Items from a dataset:
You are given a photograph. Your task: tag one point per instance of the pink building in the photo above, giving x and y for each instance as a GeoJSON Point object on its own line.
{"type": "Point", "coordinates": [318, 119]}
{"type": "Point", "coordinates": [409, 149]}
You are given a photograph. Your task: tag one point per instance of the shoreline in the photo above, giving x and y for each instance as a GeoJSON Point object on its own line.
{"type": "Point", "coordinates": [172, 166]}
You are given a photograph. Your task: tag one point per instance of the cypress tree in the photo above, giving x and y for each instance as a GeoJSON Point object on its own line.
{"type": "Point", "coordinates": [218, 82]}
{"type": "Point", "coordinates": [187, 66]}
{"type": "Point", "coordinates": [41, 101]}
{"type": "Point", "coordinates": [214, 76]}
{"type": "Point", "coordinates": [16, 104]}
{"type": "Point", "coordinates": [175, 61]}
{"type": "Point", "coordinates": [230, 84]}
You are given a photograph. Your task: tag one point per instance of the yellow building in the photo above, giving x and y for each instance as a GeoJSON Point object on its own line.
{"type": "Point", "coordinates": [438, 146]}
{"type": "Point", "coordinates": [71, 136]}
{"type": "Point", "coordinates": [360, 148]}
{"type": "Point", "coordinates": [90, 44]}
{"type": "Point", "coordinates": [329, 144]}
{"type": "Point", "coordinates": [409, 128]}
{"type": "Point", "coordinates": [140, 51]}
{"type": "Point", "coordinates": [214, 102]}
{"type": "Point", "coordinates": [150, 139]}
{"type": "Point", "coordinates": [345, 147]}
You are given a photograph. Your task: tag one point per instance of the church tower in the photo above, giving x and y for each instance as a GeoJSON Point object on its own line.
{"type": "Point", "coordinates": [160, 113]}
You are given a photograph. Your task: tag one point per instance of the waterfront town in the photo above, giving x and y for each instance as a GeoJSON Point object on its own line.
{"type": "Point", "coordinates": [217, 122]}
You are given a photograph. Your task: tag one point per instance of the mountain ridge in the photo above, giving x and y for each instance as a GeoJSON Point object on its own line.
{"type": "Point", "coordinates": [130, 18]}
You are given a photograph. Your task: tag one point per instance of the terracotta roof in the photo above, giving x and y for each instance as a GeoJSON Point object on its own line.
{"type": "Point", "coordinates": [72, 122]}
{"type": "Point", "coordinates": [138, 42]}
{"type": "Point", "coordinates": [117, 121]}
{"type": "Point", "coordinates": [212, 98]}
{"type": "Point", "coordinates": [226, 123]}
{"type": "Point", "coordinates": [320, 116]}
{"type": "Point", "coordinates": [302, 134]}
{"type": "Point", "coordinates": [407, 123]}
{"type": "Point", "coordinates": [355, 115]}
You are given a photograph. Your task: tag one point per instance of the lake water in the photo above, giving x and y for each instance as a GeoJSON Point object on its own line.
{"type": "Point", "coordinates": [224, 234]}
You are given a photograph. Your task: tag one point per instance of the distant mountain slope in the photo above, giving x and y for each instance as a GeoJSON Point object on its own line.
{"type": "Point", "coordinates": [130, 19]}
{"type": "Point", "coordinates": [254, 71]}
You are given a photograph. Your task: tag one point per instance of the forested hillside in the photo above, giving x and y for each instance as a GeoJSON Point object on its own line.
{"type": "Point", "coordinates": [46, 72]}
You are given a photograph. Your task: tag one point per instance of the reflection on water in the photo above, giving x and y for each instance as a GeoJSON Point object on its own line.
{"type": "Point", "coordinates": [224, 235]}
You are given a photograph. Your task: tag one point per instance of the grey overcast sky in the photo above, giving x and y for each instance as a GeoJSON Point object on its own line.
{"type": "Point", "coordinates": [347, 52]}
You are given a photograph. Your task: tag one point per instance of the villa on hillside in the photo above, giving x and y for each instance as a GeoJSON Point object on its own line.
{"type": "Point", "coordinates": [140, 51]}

PROBLEM REQUIREMENTS:
Beginning at the line that contains "of the villa" and continuing through the end of the records, reproduce every line, requests included, with each coordinate in the answers multiplied by 2.05 and rounded to the nearest whole number, halves rounding up.

WRITTEN REPLY:
You are given a photograph. Your task: tag one point per instance of the villa on hillside in the photo above, giving x and y for each instance as a GeoJSON Point object on its own line.
{"type": "Point", "coordinates": [287, 105]}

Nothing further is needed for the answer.